[Dataset entries]
────────
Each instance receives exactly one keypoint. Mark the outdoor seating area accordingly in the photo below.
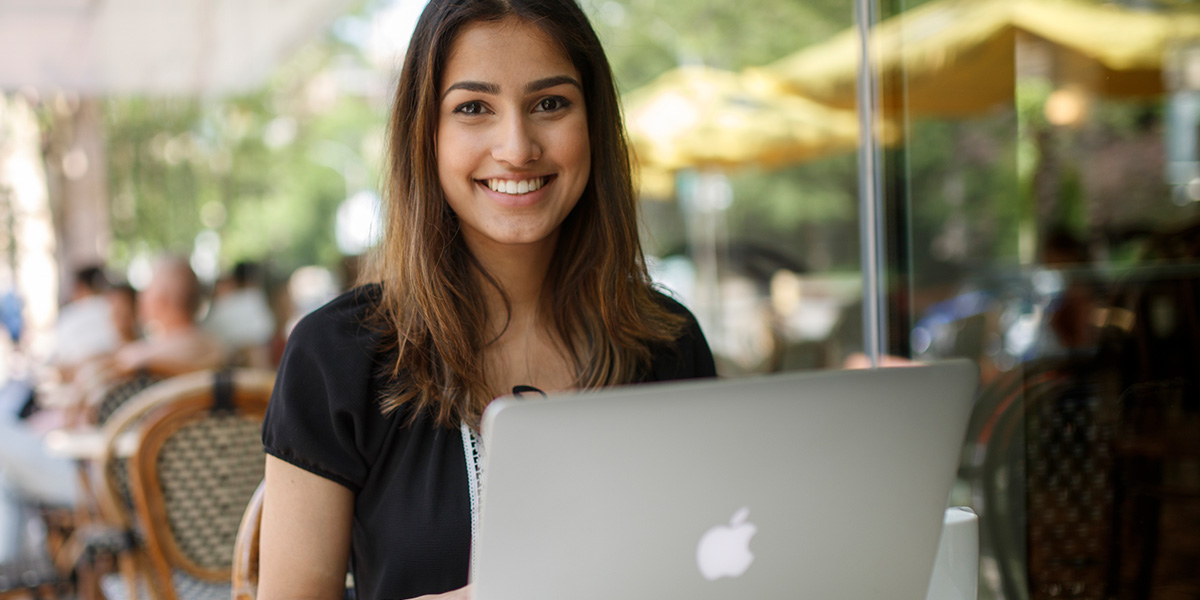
(773, 187)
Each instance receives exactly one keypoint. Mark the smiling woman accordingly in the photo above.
(513, 136)
(510, 259)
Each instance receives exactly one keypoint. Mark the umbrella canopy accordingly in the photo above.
(153, 47)
(957, 57)
(707, 118)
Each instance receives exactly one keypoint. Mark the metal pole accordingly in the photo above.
(870, 214)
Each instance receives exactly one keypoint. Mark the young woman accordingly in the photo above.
(510, 258)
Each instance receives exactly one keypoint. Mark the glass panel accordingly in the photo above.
(1043, 220)
(749, 191)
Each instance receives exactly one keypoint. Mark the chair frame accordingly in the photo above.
(175, 403)
(196, 388)
(245, 550)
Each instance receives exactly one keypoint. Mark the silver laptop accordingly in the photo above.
(821, 485)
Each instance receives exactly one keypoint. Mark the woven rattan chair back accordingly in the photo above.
(198, 462)
(115, 393)
(245, 549)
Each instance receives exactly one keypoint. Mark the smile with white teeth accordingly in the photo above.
(516, 187)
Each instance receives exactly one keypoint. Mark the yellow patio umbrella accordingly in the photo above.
(700, 117)
(958, 57)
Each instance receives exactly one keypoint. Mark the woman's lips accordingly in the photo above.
(514, 186)
(516, 192)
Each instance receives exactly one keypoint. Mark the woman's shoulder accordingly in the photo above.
(689, 357)
(673, 306)
(347, 318)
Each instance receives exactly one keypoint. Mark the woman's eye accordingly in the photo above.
(471, 108)
(552, 103)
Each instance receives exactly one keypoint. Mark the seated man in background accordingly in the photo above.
(241, 316)
(173, 345)
(85, 328)
(173, 342)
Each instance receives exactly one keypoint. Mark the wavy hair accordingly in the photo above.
(599, 298)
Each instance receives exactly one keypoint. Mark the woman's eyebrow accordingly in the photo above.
(550, 82)
(531, 88)
(475, 87)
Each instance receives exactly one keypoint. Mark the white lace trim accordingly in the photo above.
(473, 449)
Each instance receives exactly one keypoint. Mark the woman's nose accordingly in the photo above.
(516, 142)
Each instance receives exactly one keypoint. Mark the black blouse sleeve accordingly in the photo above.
(321, 413)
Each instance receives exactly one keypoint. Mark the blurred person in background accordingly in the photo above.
(124, 300)
(174, 343)
(241, 317)
(85, 328)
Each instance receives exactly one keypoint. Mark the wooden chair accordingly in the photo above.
(197, 461)
(245, 549)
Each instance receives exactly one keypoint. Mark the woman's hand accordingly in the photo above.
(466, 593)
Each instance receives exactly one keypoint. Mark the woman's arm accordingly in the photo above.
(306, 535)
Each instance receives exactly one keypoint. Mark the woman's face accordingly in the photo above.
(513, 135)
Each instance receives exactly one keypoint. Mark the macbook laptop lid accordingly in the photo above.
(822, 485)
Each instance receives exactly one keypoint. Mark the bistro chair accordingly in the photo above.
(197, 460)
(1039, 460)
(245, 549)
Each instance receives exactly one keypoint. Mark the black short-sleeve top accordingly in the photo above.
(411, 533)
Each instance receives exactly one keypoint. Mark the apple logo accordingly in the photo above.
(724, 551)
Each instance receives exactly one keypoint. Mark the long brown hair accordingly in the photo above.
(599, 298)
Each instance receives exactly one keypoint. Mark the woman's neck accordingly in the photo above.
(521, 273)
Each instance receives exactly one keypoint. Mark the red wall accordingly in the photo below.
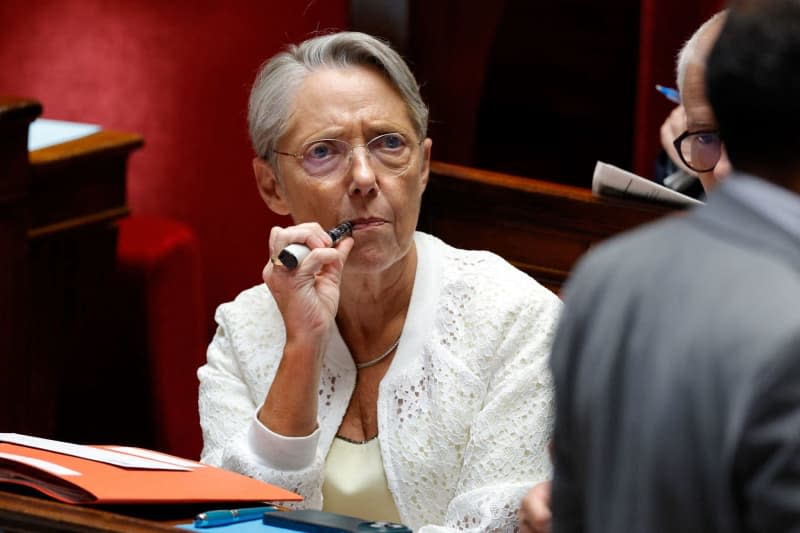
(178, 73)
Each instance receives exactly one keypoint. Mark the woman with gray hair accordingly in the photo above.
(385, 375)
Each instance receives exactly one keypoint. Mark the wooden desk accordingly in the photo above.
(540, 227)
(20, 513)
(58, 240)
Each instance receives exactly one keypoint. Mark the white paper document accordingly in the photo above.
(89, 452)
(44, 132)
(609, 180)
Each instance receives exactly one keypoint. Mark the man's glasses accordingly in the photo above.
(330, 159)
(699, 150)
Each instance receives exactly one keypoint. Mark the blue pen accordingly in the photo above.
(224, 517)
(671, 94)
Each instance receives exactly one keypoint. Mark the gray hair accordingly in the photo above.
(280, 78)
(695, 51)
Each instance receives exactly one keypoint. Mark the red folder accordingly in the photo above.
(85, 481)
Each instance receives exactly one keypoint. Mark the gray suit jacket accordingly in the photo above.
(677, 374)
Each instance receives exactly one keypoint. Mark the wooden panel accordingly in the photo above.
(58, 206)
(540, 227)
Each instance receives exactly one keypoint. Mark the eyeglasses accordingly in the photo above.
(330, 159)
(699, 150)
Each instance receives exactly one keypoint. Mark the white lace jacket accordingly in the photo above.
(464, 411)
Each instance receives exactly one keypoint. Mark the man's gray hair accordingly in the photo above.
(280, 78)
(695, 51)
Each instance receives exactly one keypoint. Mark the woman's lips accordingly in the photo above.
(364, 223)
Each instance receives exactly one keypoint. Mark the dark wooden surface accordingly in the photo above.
(58, 206)
(540, 227)
(24, 513)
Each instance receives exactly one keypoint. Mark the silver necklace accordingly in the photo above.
(381, 357)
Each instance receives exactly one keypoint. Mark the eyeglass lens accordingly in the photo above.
(389, 153)
(701, 151)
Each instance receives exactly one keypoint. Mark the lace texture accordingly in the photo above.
(464, 412)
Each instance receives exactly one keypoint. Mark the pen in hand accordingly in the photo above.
(224, 517)
(293, 255)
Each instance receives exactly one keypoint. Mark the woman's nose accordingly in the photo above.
(363, 178)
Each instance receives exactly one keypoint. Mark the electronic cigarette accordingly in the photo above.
(293, 255)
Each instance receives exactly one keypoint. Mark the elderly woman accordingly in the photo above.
(391, 376)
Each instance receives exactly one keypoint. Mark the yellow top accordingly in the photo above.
(355, 483)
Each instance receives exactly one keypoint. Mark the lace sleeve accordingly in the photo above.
(227, 406)
(507, 450)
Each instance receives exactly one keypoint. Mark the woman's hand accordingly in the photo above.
(308, 298)
(534, 512)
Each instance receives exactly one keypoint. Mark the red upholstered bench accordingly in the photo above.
(158, 262)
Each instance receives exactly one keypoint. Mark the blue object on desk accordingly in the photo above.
(669, 93)
(223, 517)
(250, 526)
(238, 520)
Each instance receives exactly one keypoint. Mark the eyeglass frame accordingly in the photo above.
(299, 157)
(679, 139)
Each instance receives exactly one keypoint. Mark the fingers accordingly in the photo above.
(315, 253)
(309, 233)
(534, 512)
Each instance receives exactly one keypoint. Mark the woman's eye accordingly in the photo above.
(320, 150)
(390, 141)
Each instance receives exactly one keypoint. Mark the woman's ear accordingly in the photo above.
(426, 162)
(269, 187)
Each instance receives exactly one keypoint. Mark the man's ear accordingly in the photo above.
(269, 187)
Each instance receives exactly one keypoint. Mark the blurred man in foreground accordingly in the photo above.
(677, 361)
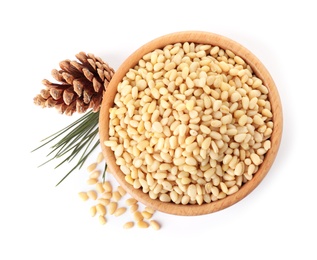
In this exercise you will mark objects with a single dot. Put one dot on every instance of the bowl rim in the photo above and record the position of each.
(259, 69)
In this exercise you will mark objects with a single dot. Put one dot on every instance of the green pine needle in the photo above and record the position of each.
(77, 139)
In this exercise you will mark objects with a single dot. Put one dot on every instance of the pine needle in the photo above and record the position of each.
(73, 141)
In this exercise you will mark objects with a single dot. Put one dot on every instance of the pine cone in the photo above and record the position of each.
(81, 85)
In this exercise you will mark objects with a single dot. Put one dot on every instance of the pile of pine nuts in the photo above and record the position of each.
(191, 123)
(108, 201)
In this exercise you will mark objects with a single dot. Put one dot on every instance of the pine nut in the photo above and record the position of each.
(120, 211)
(128, 225)
(155, 225)
(205, 132)
(142, 224)
(83, 196)
(102, 220)
(92, 194)
(92, 167)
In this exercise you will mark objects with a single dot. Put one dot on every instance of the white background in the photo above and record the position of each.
(278, 220)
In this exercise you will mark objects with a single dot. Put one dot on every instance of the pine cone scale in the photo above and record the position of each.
(80, 85)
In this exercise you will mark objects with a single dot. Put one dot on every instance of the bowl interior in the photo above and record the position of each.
(203, 38)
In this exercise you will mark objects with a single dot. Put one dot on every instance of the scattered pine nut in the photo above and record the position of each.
(149, 209)
(142, 224)
(99, 158)
(106, 195)
(146, 214)
(120, 211)
(101, 209)
(107, 186)
(112, 207)
(93, 211)
(92, 167)
(137, 216)
(134, 208)
(155, 225)
(95, 174)
(108, 200)
(92, 194)
(116, 196)
(99, 188)
(128, 225)
(83, 195)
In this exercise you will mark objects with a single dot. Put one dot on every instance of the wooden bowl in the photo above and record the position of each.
(259, 70)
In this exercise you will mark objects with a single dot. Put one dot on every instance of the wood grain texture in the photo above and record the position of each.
(204, 38)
────────
**WHAT YOU SHOULD DO:** Only these lines should appear in the reply: the one containing "the wood grain", the last line of the data, and all lines between them, each copied exactly.

**ANSWER SPACE:**
In this exercise you will mark objects with a single dot. Put one dot on every instance of the wood grain texture in the photo above and record the position of each.
(204, 38)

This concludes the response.